● Задание a
Что в беседе о марийской музыке, приведенной ниже, названо основой марийской музыки?

● Текст для чтения
Эшпай: Естественно, в нашем доме звучала музыка. Отец в составе струнного квартета играл и классику, и марийские мелодии, знакомые с раннего детства. Есть две точки зрения на народную музыку. Можно ли корректировать шедевр, которым является народная песня, где каждое лишнее слово, каждая лишняя нота уже убраны вековой историей? Нельзя. И это — правильно. Но если я знаю свой родной язык, то есть свой фольклор, то почему не могу говорить на этом языке своими словами? Могу. Вот на этом пути возникает или не возникает композитор. В основе марийской музыки — пентатоника, она меня гипнотизирует. Причем поволжская пентатоника — особая, ее варианты есть у башкир, мордвы, чувашей, татар. Трио Равеля, которому посвящены несколько моих сочинений, — тоже шедевр пентатоники. Мое творчество — из марийской мелодики. У меня есть «Песни горных и луговых мари», Третья симфония — все посвящены отцу, все основаны на пентатонике.
культура: Можете ее охарактеризовать?
Эшпай: Могу сыграть. По черным клавишам. Это очень глубокая, притягательная мелодика. Венгры тоже относятся к угро-финской группе. У известного венгерского композитора Золтана Кодая я гостил дома и, увы, не спросил — ведал ли он о пентатонике, умышленно ли взял ее как тему своей симфонии или сам сочинил.
Всякий этнос имеет древнейшее происхождение. Недавно узнал, что название красивейшего города Муром происходит от названия народности «муромА». Ученые доказали по артефактам, что от муромЫ произросли две ветви: мордва и марийцы. Так что чем дальше ты идешь, тем больше пространство, которого ты не знаешь.
культура: Каждый воспитанник колледжа культуры и искусств имени Палантая в Йошкар-Оле знает о Вашем дяде — сама спрашивала.

[Записи с разметкой координат]

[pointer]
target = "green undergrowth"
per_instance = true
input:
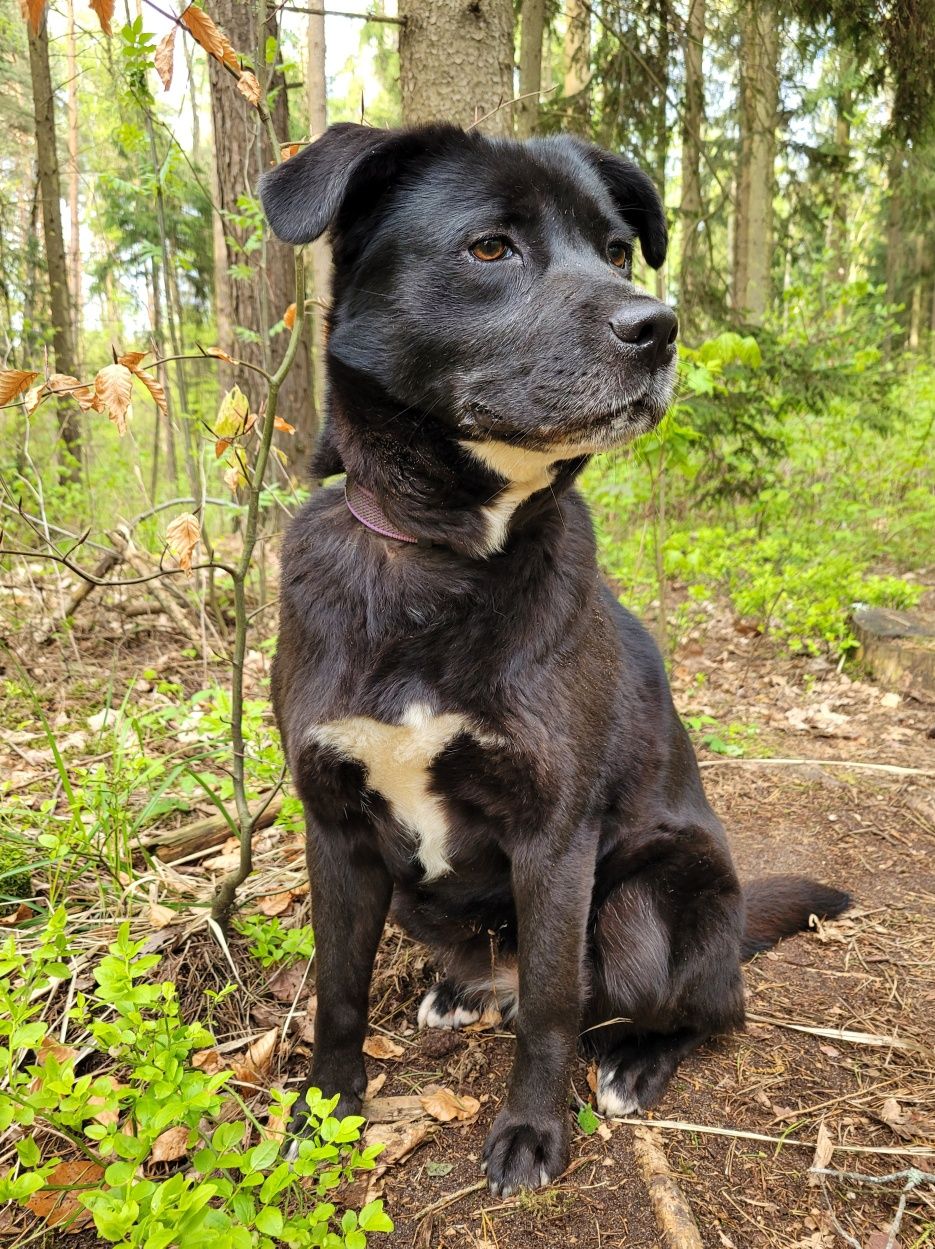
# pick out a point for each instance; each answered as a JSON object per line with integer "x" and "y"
{"x": 91, "y": 1124}
{"x": 790, "y": 497}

● Задание b
Перепечатайте без изменений все записи с разметкой координат, приведенные выше. Картинки в ответ не включайте.

● Правильный ответ a
Пентатоника.

● Правильный ответ b
[pointer]
target = "green undergrowth"
per_instance = true
input:
# pick out a point for each instance; each answered as a JSON object per line with integer "x" and "y"
{"x": 91, "y": 1124}
{"x": 790, "y": 497}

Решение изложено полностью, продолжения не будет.